Your task: In the supplied text below, return the portion from "Given this long" up to and including "the new family.", copied word for word.

Supplied text:
Being told no by laboratories when offering them free copies of materials ACOG and other organizations list as approved resources for patients, having legislators get that dull look as they think how much longer before they can end the meeting without committing to providing equitable funding for patient information, and, having fellow parents and advocates attack you publicly and behind your back–well, it can all be exhausting, frustrating, and disheartening.
Such is the human way and how every struggle goes.
Dr. King was stabbed at a book signing by a deranged woman. His house in Montgomery was bombed while he was at church. A rock was thrown through the window of the car he was in while here in my hometown of Louisville. The FBI tapped his phone lines. When a bill was proposed to honor his legacy with a national holiday, Senator Jesse Helms from North Carolina had delivered to every senator printed pages of the transcripts from those taps, an act which drew the condemnation by Sen. Moynihan on the Senate floor. The pastor at Ebenezer had to call out the maligning by President-elect Trump of Rep. John Lewis, who was at Bloody Sunday, for saying Rep. Lewis was “all talk and no action,” reacting to Rep. Lewis’ decision to not attend the inauguration ceremony.
Given this long arc, it is doubtful that any of us working right now will see a world where every obstetrician, genetic counselor, medical geneticist, genetic testing laboratory representative, and every expectant parent sees prenatal testing for all that it only is, information, and all of that information, including what life can be like with the tested-for condition, will be accurately described and relayed in word and written material to the new family.
So, instead, we should also keep in mind those who buttressed history’s long arc so that it would bend towards justice.
Standing like a Rock
Pictured to the right, the trapezoidal stone structure is the oldest Civil War monument in its original location, having been erected in 1863 by Union troops. It commemorates Hazen’s Brigade’s stand in the 1862 Battle of Stones River. Hazen’s Brigade was the only spot on the Union line not to give way to the Confederates. This, despite fighting in a position that would be known as “Hell’s Half-Acre” for the half-acre of carnage between the Union and Confederate lines.

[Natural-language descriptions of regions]
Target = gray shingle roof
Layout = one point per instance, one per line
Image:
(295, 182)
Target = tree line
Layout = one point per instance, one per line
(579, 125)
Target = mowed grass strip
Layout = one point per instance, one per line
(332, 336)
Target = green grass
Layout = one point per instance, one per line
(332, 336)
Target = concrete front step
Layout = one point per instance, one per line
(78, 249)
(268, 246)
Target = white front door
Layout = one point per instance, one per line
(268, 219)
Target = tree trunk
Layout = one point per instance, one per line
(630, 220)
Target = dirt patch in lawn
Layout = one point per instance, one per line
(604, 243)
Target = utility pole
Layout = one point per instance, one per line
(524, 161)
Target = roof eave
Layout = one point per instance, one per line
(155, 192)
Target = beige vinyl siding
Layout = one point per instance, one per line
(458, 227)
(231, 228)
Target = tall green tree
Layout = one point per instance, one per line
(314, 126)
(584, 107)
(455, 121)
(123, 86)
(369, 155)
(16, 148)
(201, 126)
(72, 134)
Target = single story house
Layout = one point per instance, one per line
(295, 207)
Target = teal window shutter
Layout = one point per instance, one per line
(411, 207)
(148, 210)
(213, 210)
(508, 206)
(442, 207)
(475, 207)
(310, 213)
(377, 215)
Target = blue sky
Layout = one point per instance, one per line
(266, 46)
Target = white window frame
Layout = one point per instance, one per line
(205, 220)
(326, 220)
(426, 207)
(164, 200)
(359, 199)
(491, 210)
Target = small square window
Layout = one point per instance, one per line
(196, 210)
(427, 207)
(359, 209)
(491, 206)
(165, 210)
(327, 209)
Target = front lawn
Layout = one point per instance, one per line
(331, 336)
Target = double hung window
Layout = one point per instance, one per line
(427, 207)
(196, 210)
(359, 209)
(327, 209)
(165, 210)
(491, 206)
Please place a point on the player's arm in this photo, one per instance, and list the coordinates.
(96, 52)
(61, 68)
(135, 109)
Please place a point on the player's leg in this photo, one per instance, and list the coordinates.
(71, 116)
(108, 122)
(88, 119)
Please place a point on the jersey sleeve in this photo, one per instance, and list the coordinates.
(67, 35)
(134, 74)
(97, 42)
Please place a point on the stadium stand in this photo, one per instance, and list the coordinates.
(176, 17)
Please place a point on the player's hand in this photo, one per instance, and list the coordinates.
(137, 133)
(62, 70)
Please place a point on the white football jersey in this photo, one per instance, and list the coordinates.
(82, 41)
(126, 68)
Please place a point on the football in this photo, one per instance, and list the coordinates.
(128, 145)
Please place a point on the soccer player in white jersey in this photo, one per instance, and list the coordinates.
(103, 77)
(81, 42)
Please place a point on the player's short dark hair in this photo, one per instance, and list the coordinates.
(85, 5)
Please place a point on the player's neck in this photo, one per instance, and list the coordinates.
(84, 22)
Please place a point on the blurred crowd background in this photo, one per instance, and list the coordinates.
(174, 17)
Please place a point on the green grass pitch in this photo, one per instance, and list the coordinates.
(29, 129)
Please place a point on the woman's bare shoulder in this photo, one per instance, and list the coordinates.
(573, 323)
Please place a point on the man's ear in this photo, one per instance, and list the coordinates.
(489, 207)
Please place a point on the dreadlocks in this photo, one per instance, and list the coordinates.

Worked solution:
Given this long arc, it is doubtful that any of us working right now will see a world where every obstetrician, genetic counselor, medical geneticist, genetic testing laboratory representative, and every expectant parent sees prenatal testing for all that it only is, information, and all of that information, including what life can be like with the tested-for condition, will be accurately described and relayed in word and written material to the new family.